● Prompt 1
According to the Elko history excerpt, in what year did G.S. Garcia arrive in Elko to set up his saddle shop?
● Prompt 2
From the Elko history excerpt, return verbatim the passage from "In retrospect, one" to "around the west.".

**** Document segment

In the decade from 1980 (when population stood at about 10,000 people—city size by Nevada standards) to 1990, the population had almost doubled and in one hectic twelve month period beginning in July, 1986, Elko's population increased by 21 percent. This growth is spread across the city, and across many square miles of countryside to the south where Spring Valley was developed in the 1970s, but it is most evident on Elko's east end. Here a bright, new district anchored by shopping centers and the Red Lion Casino counterbalances the old city center to the west, built a century and a quarter ago along both sides of the railroad depot and switching yard


Elko's events reflect its varied population. These
dancers performed at the Native American Festival


Elko—conflicting (and slightly absurd) stories are offered to explain the name; none is persuasive—prospered rapidly after its founding. By 1870 townsite lot prices had multiplied three and four times, the population had risen to 2,000 or more, and the place had begun to assume its character as the leading settlement of Nevada's great northeastern cattle country. By 1873 Elko was in so soaring and optimistic a municipal mood, largely on account of the success of the mining discoveries in the districts to the north and south, that it had bid for and won the State University. The university opened with seven students in 1874, and closed ten years later with 15, to be moved unceremoniously to Reno. Elko was following the mining towns it served as a freight center into decline, and population fell to less than 1,000.

In retrospect, one bright note appears in the history of Elko in the otherwise stagnant final years of the nineteenth century. In 1896 G.S. Garcia arrived in Elko to establish his celebrated saddle shop on Railroad Street. Garcia became one of the foremost western saddle makers of his time, and his famous American Eagle saddle, elaborately carved and decorated with patriotic motifs, worked in silver and gold, won gold medals at both the 1904 St. Louis World's Fair and the 1905 Lewis & Clark Exposition at Portland, Oregon. Will Rogers and Teddy Roosevelt rode on Garcia saddles, as did dozens of other western celebrities of the first three decades of the century, hundreds of international customers from Argentina, Australia, Mexico and France, and thousands of more or less anonymous stockmen and buckaroos from Nevada, Oregon, Idaho and around the west.

Despite the steady growth in size and importance of the livestock business in the valleys around Elko, the town's affairs did not brighten considerably until 1907. In that year not only did the Western Pacific Railroad extend its rails to Elko, but mining activity revived in half a dozen camps that relied on Elko for freight and services. The price of beef went from three and a half to eight cents a pound, and wool from four to 60 cents a pound. In ten years Elko's population had nudged up toward 3,000.

********
**** Source data

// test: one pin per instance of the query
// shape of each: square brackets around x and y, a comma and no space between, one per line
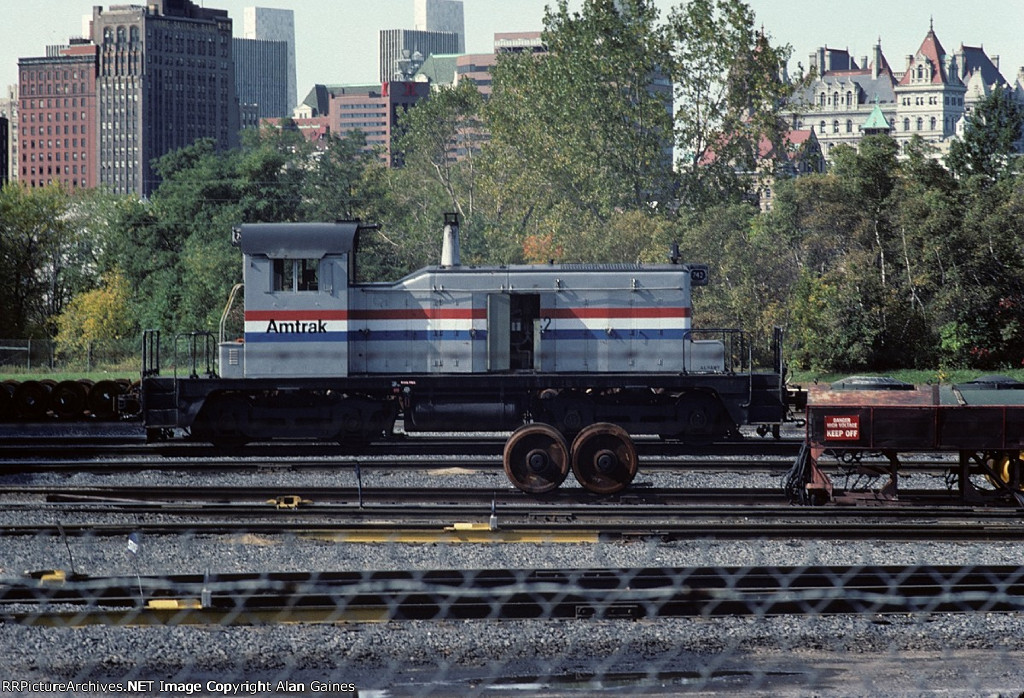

********

● Complete response 1
1896

● Complete response 2
In retrospect, one bright note appears in the history of Elko in the otherwise stagnant final years of the nineteenth century. In 1896 G.S. Garcia arrived in Elko to establish his celebrated saddle shop on Railroad Street. Garcia became one of the foremost western saddle makers of his time, and his famous American Eagle saddle, elaborately carved and decorated with patriotic motifs, worked in silver and gold, won gold medals at both the 1904 St. Louis World's Fair and the 1905 Lewis & Clark Exposition at Portland, Oregon. Will Rogers and Teddy Roosevelt rode on Garcia saddles, as did dozens of other western celebrities of the first three decades of the century, hundreds of international customers from Argentina, Australia, Mexico and France, and thousands of more or less anonymous stockmen and buckaroos from Nevada, Oregon, Idaho and around the west.